(Collection entries)
———

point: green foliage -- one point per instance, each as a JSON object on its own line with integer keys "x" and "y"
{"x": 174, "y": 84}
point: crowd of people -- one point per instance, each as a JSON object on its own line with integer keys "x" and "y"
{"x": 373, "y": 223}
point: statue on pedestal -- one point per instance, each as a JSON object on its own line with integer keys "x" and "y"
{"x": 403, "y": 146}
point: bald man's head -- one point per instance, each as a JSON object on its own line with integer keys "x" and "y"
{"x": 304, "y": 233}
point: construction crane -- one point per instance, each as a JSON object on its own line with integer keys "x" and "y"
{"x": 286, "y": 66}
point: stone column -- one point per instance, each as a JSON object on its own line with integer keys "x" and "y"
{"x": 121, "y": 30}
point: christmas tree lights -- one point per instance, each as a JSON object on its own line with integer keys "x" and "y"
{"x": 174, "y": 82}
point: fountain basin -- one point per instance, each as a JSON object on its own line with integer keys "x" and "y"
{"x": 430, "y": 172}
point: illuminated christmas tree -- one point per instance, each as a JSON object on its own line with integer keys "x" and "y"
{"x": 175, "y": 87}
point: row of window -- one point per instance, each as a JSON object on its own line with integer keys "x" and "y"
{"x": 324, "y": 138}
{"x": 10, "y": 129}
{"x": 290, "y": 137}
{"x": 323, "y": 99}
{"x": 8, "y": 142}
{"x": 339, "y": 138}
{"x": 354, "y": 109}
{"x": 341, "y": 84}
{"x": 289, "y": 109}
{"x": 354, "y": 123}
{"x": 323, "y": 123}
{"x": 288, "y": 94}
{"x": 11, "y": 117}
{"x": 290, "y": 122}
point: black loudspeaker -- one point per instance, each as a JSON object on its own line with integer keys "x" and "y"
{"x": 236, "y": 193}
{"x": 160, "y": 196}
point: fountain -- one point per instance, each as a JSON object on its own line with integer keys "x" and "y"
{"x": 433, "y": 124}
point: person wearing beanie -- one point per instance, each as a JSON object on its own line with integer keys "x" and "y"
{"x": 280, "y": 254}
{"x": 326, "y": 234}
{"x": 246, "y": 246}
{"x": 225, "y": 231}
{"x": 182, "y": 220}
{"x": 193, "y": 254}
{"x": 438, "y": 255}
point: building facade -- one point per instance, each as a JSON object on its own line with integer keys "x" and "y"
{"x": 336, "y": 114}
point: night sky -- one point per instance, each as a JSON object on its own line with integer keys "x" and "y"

———

Every entry above needs to be written out again exactly.

point: green foliage -- one point per instance, each as a JSON object on its own line with integer keys "x" and "y"
{"x": 174, "y": 84}
point: crowd of people -- one point per instance, each as a JSON object on its own line with integer keys "x" and "y"
{"x": 373, "y": 223}
point: statue on pedestal -- one point per instance, each as a JSON object on its own line with integer keys "x" and "y"
{"x": 403, "y": 146}
point: bald man's head -- one point per instance, each as a JSON object on its own line with integer keys "x" and "y"
{"x": 304, "y": 233}
point: construction crane -- one point per instance, each as a JSON object on its own line with integer keys "x" and "y"
{"x": 286, "y": 66}
point: stone column -- one point per instance, each as a JSON object on its own line with integer keys "x" and "y"
{"x": 121, "y": 30}
point: christmas tree lights -- one point per instance, each as a JSON object on its own line with integer keys "x" and "y"
{"x": 174, "y": 82}
point: fountain basin -- one point per instance, each as a JSON object on its own line with integer keys "x" and "y"
{"x": 430, "y": 172}
point: illuminated christmas tree -- one point per instance, each as a JSON object on its own line with integer keys "x" and "y"
{"x": 175, "y": 87}
point: row of window -- one point per instance, each as a JSON object on its own line with integer keys "x" and "y"
{"x": 324, "y": 138}
{"x": 10, "y": 129}
{"x": 290, "y": 137}
{"x": 323, "y": 99}
{"x": 8, "y": 142}
{"x": 339, "y": 138}
{"x": 354, "y": 109}
{"x": 341, "y": 84}
{"x": 289, "y": 109}
{"x": 354, "y": 123}
{"x": 323, "y": 123}
{"x": 288, "y": 94}
{"x": 11, "y": 117}
{"x": 290, "y": 122}
point: black loudspeaker -- one point per instance, each as a JSON object on its own line with integer keys "x" and "y"
{"x": 236, "y": 193}
{"x": 160, "y": 196}
point: fountain -- one point per instance, each as a JSON object on its own line with integer keys "x" and "y"
{"x": 433, "y": 124}
point: person wearing beanie -- one point per instance, each as a JSON object on its own line with integer keys "x" and "y"
{"x": 280, "y": 254}
{"x": 326, "y": 234}
{"x": 246, "y": 246}
{"x": 225, "y": 231}
{"x": 182, "y": 220}
{"x": 193, "y": 254}
{"x": 438, "y": 255}
point: building facade -- one point per instance, each as a JSON object on its own line with integer keys "x" and "y"
{"x": 336, "y": 114}
point: night sky -- one point per instance, each as a JSON object on its own line with integer keys "x" and "y"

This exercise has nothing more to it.